YOUR INSTRUCTIONS: Can you extract the passage below on HDL cholesterol and cardiovascular disease risk and reproduce all of it word for word?

PASSAGE FOR REVIEW:
§ §
In the 1970s, the Framingham Heart Study made the connection that high-density lipoprotein cholesterol (HDL-C) levels reduced a person’s risk of cardiovascular disease (CVD) and heart attacks, as well as deaths from heart attacks.
The finding led to HDL-C, or HDL as it more commonly known, being dubbed the good cholesterol. Low-density lipoprotein cholesterol or LDL, which increased the risk of CVD events, became known as the bad cholesterol.
Later studies that confirmed these associations were done primarily in white, European populations. The protective effect of HDL was weaker or absent in more racially diverse study populations, but these studies did not specifically look into the link between race and the protective effects of HDL.
A new study by American researchers has found that HDL levels may not be as strong a predictor of CVD risk as previously believed among adults of different racial and ethnic backgrounds. Low levels of HDL increased the risk of CVD events in white participants only. And high HDL levels did not decrease the risk of CVD events in participants of either race.
§ §
PROVIDED DATA:
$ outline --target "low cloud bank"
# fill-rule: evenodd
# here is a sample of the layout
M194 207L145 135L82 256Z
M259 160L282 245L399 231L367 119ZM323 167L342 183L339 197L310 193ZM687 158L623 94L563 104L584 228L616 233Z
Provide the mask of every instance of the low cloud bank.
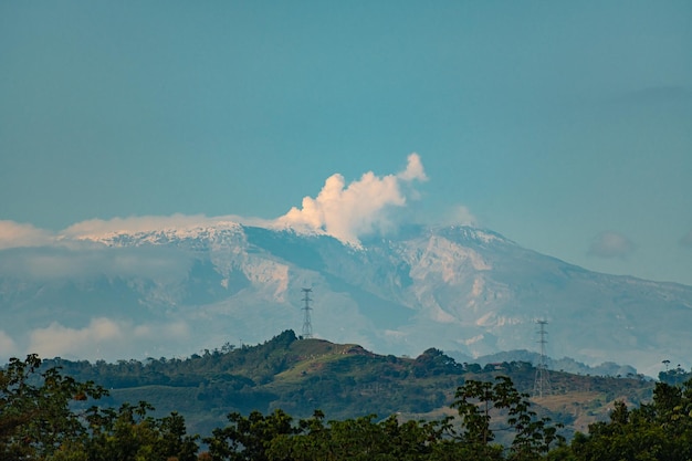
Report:
M588 254L604 259L626 259L635 251L635 244L618 232L602 232L591 241Z
M28 350L41 357L78 357L90 360L157 356L158 346L171 340L185 342L189 328L182 322L168 324L141 324L115 321L106 317L92 318L81 328L63 326L53 322L45 328L29 334Z
M292 228L329 234L347 243L359 244L359 238L386 232L398 220L409 219L412 201L421 198L416 186L428 180L421 158L410 154L406 168L397 174L378 176L365 172L359 179L346 182L340 174L325 180L316 197L306 196L300 207L276 219L248 218L235 214L207 217L205 214L143 216L112 219L90 219L52 232L32 224L0 220L0 250L27 247L73 248L75 242L98 240L118 233L143 233L176 230L192 231L200 227L255 226L262 228ZM475 217L463 205L450 209L438 223L476 224ZM81 247L80 247L81 248Z

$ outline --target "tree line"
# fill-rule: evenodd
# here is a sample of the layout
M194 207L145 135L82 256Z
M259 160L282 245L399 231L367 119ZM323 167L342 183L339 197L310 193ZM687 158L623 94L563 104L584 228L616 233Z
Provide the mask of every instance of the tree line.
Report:
M327 420L315 410L295 420L281 409L231 412L200 438L177 412L155 418L140 401L98 405L108 391L94 381L41 367L30 355L0 370L0 459L40 461L195 460L690 460L692 380L658 383L650 404L618 402L610 420L570 441L538 417L512 380L466 380L454 416L401 420L370 415ZM500 437L502 436L502 437ZM499 439L504 441L500 443Z

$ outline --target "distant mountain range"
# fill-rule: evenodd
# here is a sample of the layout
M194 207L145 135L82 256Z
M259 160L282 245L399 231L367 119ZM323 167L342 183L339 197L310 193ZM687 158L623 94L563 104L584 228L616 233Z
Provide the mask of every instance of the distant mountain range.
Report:
M344 244L234 222L0 251L0 350L64 358L190 355L302 332L378 354L511 349L656 376L689 365L692 287L595 273L489 230L412 226Z

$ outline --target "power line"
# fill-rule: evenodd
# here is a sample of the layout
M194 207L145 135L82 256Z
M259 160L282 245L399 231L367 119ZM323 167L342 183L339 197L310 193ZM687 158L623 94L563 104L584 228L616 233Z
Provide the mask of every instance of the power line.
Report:
M304 312L303 315L303 338L307 339L307 338L312 338L313 337L313 323L310 318L310 311L312 311L313 308L310 306L310 302L313 301L310 298L310 293L312 293L312 289L303 289L302 290L303 293L305 293L305 297L303 297L303 301L305 302L305 305L303 306L302 311Z
M548 324L547 321L536 321L538 324L538 344L541 344L541 359L538 365L536 365L536 378L534 380L534 397L543 397L544 395L551 394L551 373L548 371L547 359L545 356L545 345L548 344L546 339L547 332L545 331L545 326Z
§ §
SOLUTION FOR THIS EXERCISE:
In the 1970s, the Framingham Heart Study made the connection that high-density lipoprotein cholesterol (HDL-C) levels reduced a person’s risk of cardiovascular disease (CVD) and heart attacks, as well as deaths from heart attacks.
The finding led to HDL-C, or HDL as it more commonly known, being dubbed the good cholesterol. Low-density lipoprotein cholesterol or LDL, which increased the risk of CVD events, became known as the bad cholesterol.
Later studies that confirmed these associations were done primarily in white, European populations. The protective effect of HDL was weaker or absent in more racially diverse study populations, but these studies did not specifically look into the link between race and the protective effects of HDL.
A new study by American researchers has found that HDL levels may not be as strong a predictor of CVD risk as previously believed among adults of different racial and ethnic backgrounds. Low levels of HDL increased the risk of CVD events in white participants only. And high HDL levels did not decrease the risk of CVD events in participants of either race.